Your task: For this exercise, reproduce the entries below exactly, but only from the line containing "Where can the paved" through the line containing "Where can the container", both included.

Raw data:
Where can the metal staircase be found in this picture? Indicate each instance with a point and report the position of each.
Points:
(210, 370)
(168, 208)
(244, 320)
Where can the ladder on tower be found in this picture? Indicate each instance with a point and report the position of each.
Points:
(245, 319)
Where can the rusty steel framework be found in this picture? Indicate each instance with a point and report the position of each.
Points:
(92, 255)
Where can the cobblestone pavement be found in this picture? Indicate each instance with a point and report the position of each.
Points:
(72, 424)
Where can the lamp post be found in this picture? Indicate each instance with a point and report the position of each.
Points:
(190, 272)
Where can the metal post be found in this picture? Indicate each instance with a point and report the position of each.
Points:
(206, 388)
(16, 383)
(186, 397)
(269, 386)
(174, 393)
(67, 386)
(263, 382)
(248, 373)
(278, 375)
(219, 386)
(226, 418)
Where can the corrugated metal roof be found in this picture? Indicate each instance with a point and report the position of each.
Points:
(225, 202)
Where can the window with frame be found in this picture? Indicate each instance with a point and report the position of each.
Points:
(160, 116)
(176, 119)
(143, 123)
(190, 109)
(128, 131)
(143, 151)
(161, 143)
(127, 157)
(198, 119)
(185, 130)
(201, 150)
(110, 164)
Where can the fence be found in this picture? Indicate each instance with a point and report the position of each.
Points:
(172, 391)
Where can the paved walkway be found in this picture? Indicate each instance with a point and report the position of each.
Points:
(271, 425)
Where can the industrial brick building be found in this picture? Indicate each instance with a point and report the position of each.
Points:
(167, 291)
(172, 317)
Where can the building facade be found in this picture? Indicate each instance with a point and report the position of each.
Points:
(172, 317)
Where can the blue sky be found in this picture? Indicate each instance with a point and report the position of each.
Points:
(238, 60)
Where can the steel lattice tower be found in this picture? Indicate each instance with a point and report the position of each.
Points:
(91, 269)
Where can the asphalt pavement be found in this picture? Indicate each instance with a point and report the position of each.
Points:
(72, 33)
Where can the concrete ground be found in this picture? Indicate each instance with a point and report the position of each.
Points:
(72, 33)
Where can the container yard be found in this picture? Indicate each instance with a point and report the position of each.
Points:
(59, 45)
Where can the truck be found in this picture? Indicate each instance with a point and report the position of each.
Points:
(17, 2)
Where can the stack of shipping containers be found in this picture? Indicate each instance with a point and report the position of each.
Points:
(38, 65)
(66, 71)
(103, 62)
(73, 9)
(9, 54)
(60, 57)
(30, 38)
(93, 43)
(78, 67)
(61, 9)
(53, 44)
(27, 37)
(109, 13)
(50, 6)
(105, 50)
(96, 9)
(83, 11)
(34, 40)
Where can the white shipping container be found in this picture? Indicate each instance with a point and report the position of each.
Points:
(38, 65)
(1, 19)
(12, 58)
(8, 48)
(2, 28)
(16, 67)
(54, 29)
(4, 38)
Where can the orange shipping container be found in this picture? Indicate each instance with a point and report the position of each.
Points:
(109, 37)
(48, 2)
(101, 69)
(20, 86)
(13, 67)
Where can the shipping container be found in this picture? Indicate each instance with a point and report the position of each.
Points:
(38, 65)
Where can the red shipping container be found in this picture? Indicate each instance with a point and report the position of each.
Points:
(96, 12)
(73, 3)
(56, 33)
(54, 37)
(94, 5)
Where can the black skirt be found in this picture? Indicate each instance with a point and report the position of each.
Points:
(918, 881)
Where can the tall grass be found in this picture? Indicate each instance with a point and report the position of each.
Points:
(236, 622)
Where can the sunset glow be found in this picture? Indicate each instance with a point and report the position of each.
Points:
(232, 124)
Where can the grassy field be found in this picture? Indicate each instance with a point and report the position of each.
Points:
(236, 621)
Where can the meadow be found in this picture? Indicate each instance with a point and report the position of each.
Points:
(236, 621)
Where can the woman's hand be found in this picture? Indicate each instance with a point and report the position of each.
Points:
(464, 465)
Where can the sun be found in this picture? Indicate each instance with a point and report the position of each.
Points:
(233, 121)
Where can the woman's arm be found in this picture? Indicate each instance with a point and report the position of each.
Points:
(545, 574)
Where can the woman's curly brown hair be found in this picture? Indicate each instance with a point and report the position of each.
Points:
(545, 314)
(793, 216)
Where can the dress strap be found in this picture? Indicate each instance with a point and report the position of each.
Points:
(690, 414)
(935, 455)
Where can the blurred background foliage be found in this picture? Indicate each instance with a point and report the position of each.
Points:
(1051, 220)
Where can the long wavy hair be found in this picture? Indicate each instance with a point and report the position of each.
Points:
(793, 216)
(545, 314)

Response below:
Where can the paved walkway be found in this picture? Indicate each instance with a point and report the position of each.
Points:
(271, 425)
Where can the industrial brick building be found in this picture? Indicate each instance with a point and report the position of each.
Points:
(167, 291)
(172, 317)
Where can the building facade be found in this picture? Indicate each instance with a point and report the position of each.
Points:
(172, 317)
Where can the blue sky be found in this picture? Indicate each instance with a point and report the position of each.
Points:
(238, 60)
Where can the steel lattice tower be found in this picture? Indicate each instance with a point and report the position of each.
Points:
(91, 269)
Where can the asphalt pavement be found in this picture? Indicate each instance with a point and report the position of each.
Points:
(72, 33)
Where can the concrete ground be found in this picture? Indicate each instance with a point and report the position of each.
Points:
(72, 33)
Where can the container yard be found in this picture? Indicate each instance with a point and report the position of each.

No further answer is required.